# Task:
Arrange every line of the records below as a Markdown table with two columns, Number and Content, numbering the rows consecutively and omitting blank lines.

# Data supplied:
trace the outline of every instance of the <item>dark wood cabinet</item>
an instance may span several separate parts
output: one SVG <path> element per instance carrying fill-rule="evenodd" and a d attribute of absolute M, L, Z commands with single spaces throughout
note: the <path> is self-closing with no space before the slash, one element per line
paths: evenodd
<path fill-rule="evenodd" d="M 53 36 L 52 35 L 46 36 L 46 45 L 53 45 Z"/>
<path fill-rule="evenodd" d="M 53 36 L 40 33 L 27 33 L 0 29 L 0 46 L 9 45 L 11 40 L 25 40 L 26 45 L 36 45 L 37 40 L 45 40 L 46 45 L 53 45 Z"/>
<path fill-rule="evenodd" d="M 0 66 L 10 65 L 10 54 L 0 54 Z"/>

# Task solution:
| Number | Content |
|---|---|
| 1 | trace the outline of every instance of the <item>dark wood cabinet</item> |
| 2 | an instance may span several separate parts |
| 3 | output: one SVG <path> element per instance carrying fill-rule="evenodd" and a d attribute of absolute M, L, Z commands with single spaces throughout |
| 4 | note: the <path> is self-closing with no space before the slash, one element per line |
| 5 | paths: evenodd |
| 6 | <path fill-rule="evenodd" d="M 53 36 L 52 35 L 46 36 L 46 45 L 53 45 Z"/> |
| 7 | <path fill-rule="evenodd" d="M 53 36 L 40 33 L 27 33 L 0 29 L 0 46 L 9 45 L 11 40 L 25 40 L 26 45 L 36 45 L 37 40 L 45 40 L 46 45 L 53 45 Z"/> |
| 8 | <path fill-rule="evenodd" d="M 0 66 L 10 65 L 10 54 L 0 54 Z"/> |